» Dataset extract:
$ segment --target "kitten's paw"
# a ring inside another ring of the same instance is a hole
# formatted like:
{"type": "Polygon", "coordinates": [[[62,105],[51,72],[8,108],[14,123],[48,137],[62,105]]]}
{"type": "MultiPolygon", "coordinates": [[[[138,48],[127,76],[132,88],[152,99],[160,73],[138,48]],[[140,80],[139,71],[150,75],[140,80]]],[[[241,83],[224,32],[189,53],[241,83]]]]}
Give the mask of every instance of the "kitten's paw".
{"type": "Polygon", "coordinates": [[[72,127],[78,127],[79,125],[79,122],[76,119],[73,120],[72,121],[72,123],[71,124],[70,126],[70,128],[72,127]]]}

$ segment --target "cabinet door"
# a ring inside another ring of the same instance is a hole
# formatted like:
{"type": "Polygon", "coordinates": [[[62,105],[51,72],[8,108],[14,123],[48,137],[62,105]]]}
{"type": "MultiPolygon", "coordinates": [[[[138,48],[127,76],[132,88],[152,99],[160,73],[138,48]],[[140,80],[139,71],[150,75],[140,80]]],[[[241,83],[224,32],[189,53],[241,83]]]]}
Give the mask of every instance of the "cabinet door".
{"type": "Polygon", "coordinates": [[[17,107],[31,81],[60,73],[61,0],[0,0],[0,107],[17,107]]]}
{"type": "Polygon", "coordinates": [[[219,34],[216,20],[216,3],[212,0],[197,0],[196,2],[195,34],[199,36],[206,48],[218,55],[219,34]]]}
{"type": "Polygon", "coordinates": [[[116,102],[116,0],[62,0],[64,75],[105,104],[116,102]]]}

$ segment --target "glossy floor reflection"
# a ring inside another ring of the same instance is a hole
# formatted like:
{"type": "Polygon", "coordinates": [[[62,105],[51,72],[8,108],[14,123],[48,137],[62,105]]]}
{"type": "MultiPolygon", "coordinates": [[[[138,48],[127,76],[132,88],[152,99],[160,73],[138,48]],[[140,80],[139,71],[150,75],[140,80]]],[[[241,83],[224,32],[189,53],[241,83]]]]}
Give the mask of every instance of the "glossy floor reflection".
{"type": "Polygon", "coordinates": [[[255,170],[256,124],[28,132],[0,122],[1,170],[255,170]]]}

» The exercise: Please pull out every line of the data above that contains the word "mask".

» Result of the task:
Give the mask of every instance of the "kitten's paw".
Give the mask of every instance of the "cabinet door".
Give the mask of every instance of the "glossy floor reflection".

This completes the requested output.